## Text to read
----

Beyond Borders: Dr. Christina Anderson’s Journey of Urban Connection

27 February 2024 | Blogs, News, Daphne Jackson Trust Communications news
Dr Christina Anderson

In our modern world, cities stand as hubs of culture, commerce, and innovation. Yet, beneath the surface of their contemporary facades lies a rich tapestry of history woven through the ages.

Dr Christina Anderson’s research offers a framework for uncovering the histories of other places embedded in the urban fabric and thereby for seeing ourselves as global citizens; “Not in spite of our belonging to a particular home, but because of the connections of our home to other places.”

Through the lens of history and the power of research, Christina uncovers the threads that transcend borders.  “Antwerp is my focus of study – how it’s connected; socially, economically. Being from three nationalities myself, I’m interested in how all places are interconnected through infrastructure”.

However, this wasn’t a straightforward journey, which happens in many research careers…

An unexpected career break

Christina’s research career began in 2000 at Sotheby’s in London, followed by time establishing her own research consultancy, and going on to have several postdoctoral Fellowships, held at Oxford, followed by an honorary Senior Research Fellowship at UCL.

However, due to her spouse’s sudden illness, Christina took an unplanned career break, the kind of break from which, she reflects; “it oftens takes you longer to find your way back.”

Due to her home situation, Christina needed a part-time, flexible role that could support her career reentry.  She returned to research with a Daphne Jackson Fellowship, sponsored by the AHRC (Arts and Humanities Research Council), and hosted at University College London in the School of European Languages, Culture and Society. Her project was entitled; Merchant Connections: Sixteenth-Century Cosmopolitan Antwerp and Its Transnational Networks.

----

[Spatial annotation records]
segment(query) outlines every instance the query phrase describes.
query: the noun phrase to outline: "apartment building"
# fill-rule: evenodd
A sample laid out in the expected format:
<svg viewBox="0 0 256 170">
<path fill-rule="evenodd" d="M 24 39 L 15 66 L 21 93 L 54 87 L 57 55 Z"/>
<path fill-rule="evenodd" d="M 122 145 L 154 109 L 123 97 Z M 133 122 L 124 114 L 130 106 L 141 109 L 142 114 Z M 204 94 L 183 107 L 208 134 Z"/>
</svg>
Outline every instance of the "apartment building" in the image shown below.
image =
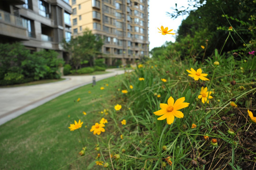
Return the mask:
<svg viewBox="0 0 256 170">
<path fill-rule="evenodd" d="M 86 28 L 104 39 L 99 58 L 108 65 L 149 55 L 148 0 L 71 0 L 72 35 Z"/>
<path fill-rule="evenodd" d="M 61 43 L 71 38 L 71 12 L 69 0 L 0 0 L 0 42 L 53 50 L 67 61 Z"/>
</svg>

----

## Work to do
- A) Print the passage of the article on Christina Anderson from "Due to her home" up to and including "Its Transnational Networks.".
- B) Answer these questions using the article on Christina Anderson:
(i) Which city does she name as the focus of her study?
(ii) Where did her research career begin in 2000?
(iii) Which council sponsored her Daphne Jackson Fellowship?

## Task responses
- A)
Due to her home situation, Christina needed a part-time, flexible role that could support her career reentry.  She returned to research with a Daphne Jackson Fellowship, sponsored by the AHRC (Arts and Humanities Research Council), and hosted at University College London in the School of European Languages, Culture and Society. Her project was entitled; Merchant Connections: Sixteenth-Century Cosmopolitan Antwerp and Its Transnational Networks.

- B)
(i) Antwerp
(ii) At Sotheby's in London
(iii) The AHRC (Arts and Humanities Research Council)